Data shown —
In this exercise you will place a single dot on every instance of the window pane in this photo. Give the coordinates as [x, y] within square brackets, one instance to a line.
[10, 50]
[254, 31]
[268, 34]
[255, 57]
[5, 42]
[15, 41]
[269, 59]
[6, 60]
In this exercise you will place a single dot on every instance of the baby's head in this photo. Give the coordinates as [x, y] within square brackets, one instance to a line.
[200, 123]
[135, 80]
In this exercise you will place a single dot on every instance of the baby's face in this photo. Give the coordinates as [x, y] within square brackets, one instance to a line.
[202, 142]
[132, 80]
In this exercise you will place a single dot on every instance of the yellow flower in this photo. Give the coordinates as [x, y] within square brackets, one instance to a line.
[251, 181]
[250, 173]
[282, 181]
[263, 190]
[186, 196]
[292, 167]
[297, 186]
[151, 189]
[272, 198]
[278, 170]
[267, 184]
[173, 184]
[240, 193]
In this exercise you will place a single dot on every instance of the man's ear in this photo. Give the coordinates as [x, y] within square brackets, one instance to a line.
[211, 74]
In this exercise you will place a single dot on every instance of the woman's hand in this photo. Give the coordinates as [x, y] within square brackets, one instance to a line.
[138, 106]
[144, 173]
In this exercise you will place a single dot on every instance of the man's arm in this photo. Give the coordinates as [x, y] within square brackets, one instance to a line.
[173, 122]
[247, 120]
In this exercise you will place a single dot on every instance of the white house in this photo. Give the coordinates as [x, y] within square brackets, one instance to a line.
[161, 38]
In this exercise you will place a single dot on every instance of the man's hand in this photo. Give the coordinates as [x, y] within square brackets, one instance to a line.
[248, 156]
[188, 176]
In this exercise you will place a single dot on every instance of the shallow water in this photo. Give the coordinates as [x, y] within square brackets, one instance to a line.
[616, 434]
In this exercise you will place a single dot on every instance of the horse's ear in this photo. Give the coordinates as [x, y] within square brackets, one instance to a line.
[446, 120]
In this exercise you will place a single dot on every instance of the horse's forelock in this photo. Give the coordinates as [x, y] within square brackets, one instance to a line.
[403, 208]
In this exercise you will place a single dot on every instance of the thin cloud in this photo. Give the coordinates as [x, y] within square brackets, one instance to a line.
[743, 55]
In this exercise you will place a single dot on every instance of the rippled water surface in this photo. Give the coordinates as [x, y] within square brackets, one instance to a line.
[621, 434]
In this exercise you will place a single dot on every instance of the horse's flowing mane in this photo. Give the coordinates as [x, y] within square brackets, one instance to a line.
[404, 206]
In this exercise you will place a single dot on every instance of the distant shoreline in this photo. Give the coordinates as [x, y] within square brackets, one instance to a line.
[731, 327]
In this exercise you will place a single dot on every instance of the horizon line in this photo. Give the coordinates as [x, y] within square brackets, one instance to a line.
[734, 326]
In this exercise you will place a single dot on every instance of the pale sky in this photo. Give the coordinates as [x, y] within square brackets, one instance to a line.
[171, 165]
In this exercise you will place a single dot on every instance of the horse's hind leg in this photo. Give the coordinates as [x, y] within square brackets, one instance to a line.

Problem details —
Reply with the complete data above, every character as it stands.

Solution to this task —
In this exercise you will place a single dot on every instance of the window pane in this photo. Give the coordinates as [x, y] within square brackets, one instance to a line.
[10, 50]
[254, 31]
[268, 34]
[255, 57]
[5, 42]
[15, 41]
[269, 59]
[6, 60]
In this exercise you will place a single dot on every instance of the baby's head in this photo. Give the coordinates as [x, y] within square brackets, one instance to a line.
[200, 123]
[135, 80]
In this exercise you will place a single dot on every instance of the baby's face in this photo. Give the coordinates as [x, y] within square brackets, one instance to a line.
[202, 142]
[132, 80]
In this exercise you will place a single dot on every instance of the yellow flower in this photo. Give the coordinates as [x, y] within square brackets, one instance to a line.
[251, 181]
[250, 173]
[282, 181]
[263, 190]
[186, 196]
[292, 167]
[297, 186]
[151, 189]
[272, 198]
[278, 170]
[267, 184]
[173, 184]
[240, 193]
In this exercise you will place a single dot on every instance of the man's ear in this photo. Give the coordinates as [x, y] within square brackets, one instance to a line.
[211, 74]
In this exercise you will place a single dot on every instance of the woman's hand in this photo. Give the coordinates as [x, y] within square brackets, one instance to a line.
[138, 106]
[144, 173]
In this exercise you will place a single dot on every instance of the man's arm in this photo. Give the coordinates as [x, y] within square brackets, one instance to a line.
[173, 122]
[247, 120]
In this exercise you will place a single dot on every instance of the white house in this photo. Give the coordinates as [x, y] within square brackets, one instance to a line.
[161, 38]
In this exercise you will place a single dot on every instance of the man's hand in this photo. Give the coordinates as [x, y] within square brackets, one instance to a line.
[248, 156]
[188, 176]
In this exercise you will place a single dot on every instance of the shallow water in this photo. Give the coordinates as [x, y] within square brackets, one instance to a line.
[616, 434]
In this exercise you will place a single dot on every instance of the horse's ear in this photo. Give the coordinates as [x, y] within square brackets, one instance to a line.
[446, 120]
In this exercise you will place a single dot on every instance of the horse's forelock in this photo. Give the coordinates as [x, y] within square brackets, one instance to a line.
[403, 208]
In this exercise you will place a single dot on every instance of the thin cloud in this photo. Give the coordinates as [x, y] within square brackets, one instance to a line.
[743, 55]
In this exercise you will place a single dot on every instance of the rippled water surface in this photo. Give the coordinates as [x, y] within square brackets, one instance to a line.
[621, 434]
In this exercise you will place a single dot on every instance of the horse's flowing mane in this photo. Give the coordinates as [x, y] within square brackets, one instance to a line.
[404, 206]
In this exercise you will place a single dot on every instance of the distant shoreline in this photo. Give the coordinates as [x, y] within square brackets, one instance to a line.
[731, 327]
In this exercise you will place a single dot on every instance of the horizon line in this photo. Give the coordinates as [x, y] within square brackets, one instance to a line.
[734, 326]
In this exercise you will place a single dot on every instance of the pale sky in this photo. Give the coordinates as [x, y] within square brackets, one instance to a line.
[171, 165]
In this exercise you will place a single dot on every instance of the horse's hind leg in this photo. Give the coordinates as [x, y] within square brackets, one instance to a line.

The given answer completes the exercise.